INSTRUCTIONS FOR THE TASK> Copy each of the items below, leaving every line unchanged.

[Point-based annotation data]
## start

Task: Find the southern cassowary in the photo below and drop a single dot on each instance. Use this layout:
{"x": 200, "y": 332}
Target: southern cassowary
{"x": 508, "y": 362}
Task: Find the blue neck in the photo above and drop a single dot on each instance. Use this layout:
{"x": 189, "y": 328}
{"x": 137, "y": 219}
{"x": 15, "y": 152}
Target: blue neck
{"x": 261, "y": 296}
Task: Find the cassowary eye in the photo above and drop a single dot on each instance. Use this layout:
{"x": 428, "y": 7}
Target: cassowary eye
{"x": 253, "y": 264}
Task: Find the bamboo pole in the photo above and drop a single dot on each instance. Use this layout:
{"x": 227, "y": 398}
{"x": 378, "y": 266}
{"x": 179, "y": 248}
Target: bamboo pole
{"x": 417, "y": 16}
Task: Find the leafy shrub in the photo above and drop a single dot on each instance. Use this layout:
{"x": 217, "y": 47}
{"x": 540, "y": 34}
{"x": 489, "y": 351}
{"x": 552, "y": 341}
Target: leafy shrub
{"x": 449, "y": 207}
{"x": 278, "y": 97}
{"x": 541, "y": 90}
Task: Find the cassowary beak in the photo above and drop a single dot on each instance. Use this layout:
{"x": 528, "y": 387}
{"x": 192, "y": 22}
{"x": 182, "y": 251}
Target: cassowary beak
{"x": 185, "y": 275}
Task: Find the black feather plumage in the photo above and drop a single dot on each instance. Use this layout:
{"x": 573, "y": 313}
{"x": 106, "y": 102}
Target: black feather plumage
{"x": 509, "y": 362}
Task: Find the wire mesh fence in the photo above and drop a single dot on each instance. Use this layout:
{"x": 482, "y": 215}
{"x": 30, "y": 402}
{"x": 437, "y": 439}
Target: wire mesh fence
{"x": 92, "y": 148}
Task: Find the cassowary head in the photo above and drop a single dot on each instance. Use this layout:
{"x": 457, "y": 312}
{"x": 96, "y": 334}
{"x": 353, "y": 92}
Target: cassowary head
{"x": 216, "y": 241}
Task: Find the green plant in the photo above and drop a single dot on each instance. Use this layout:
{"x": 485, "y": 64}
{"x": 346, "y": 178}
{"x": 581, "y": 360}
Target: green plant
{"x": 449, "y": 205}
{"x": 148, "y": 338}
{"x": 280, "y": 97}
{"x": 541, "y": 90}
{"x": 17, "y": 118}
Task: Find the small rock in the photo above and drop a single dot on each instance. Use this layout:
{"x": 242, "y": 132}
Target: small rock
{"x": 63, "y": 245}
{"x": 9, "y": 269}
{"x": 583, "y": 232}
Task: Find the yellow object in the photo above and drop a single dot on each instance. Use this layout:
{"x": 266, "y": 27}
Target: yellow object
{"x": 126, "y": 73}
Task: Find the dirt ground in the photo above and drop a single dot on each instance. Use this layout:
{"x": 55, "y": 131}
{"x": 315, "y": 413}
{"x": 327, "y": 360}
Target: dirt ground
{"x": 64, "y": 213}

## end

RESULT FOR THIS TASK>
Task: Find the southern cassowary in the photo below and drop a single dot on each instance. Use this layout:
{"x": 200, "y": 332}
Target: southern cassowary
{"x": 508, "y": 362}
Task: Find the blue neck in the photo above and drop a single dot on each instance. Use this layout:
{"x": 189, "y": 328}
{"x": 137, "y": 219}
{"x": 15, "y": 152}
Target: blue neck
{"x": 261, "y": 296}
Task: Find the cassowary eye in the photo above and drop a single dot on each instance. Use this layout:
{"x": 428, "y": 7}
Target: cassowary eye
{"x": 253, "y": 264}
Task: Find the bamboo pole in the photo above and drop a single dot on each instance. Use this layout:
{"x": 227, "y": 398}
{"x": 378, "y": 266}
{"x": 179, "y": 248}
Target: bamboo pole
{"x": 417, "y": 16}
Task: Find the leafy shrub in the photo above and drop a single dot on each instance. Use this layout:
{"x": 217, "y": 47}
{"x": 540, "y": 34}
{"x": 489, "y": 351}
{"x": 552, "y": 341}
Target: leafy shrub
{"x": 449, "y": 207}
{"x": 278, "y": 97}
{"x": 541, "y": 90}
Task: Find the cassowary beak in the photo above and drop a single dot on each instance. Use this layout:
{"x": 528, "y": 387}
{"x": 192, "y": 22}
{"x": 182, "y": 251}
Target: cassowary beak
{"x": 185, "y": 275}
Task: Find the black feather plumage in the photo above and drop a single dot on each instance. Use this layout:
{"x": 573, "y": 313}
{"x": 106, "y": 102}
Target: black feather plumage
{"x": 509, "y": 362}
Task: Find the wire mesh fence in the photo above and drop a single dot on each instance. Use this layout:
{"x": 482, "y": 215}
{"x": 30, "y": 402}
{"x": 437, "y": 439}
Target: wire mesh fence
{"x": 92, "y": 148}
Task: Find the cassowary head in the photo above and drop a single dot on each instance. Use this layout:
{"x": 457, "y": 312}
{"x": 96, "y": 334}
{"x": 353, "y": 92}
Target: cassowary head
{"x": 216, "y": 241}
Task: Find the green plant in the photo above and drop a single dot on each instance. Use this layout:
{"x": 485, "y": 64}
{"x": 346, "y": 178}
{"x": 581, "y": 360}
Target: green plant
{"x": 449, "y": 205}
{"x": 148, "y": 338}
{"x": 280, "y": 97}
{"x": 541, "y": 90}
{"x": 17, "y": 118}
Task: Find the small rock in the photo above and drop a single dot on each instance. Use this layout:
{"x": 242, "y": 132}
Target: small rock
{"x": 63, "y": 245}
{"x": 9, "y": 269}
{"x": 583, "y": 232}
Task: Find the yellow object in the photo above and drop a single dot on each instance. Use this layout:
{"x": 266, "y": 27}
Target: yellow object
{"x": 126, "y": 73}
Task: Find the dirt ground in the photo above and drop a single dot on each instance. Use this layout:
{"x": 55, "y": 131}
{"x": 315, "y": 413}
{"x": 327, "y": 360}
Target: dirt ground
{"x": 64, "y": 213}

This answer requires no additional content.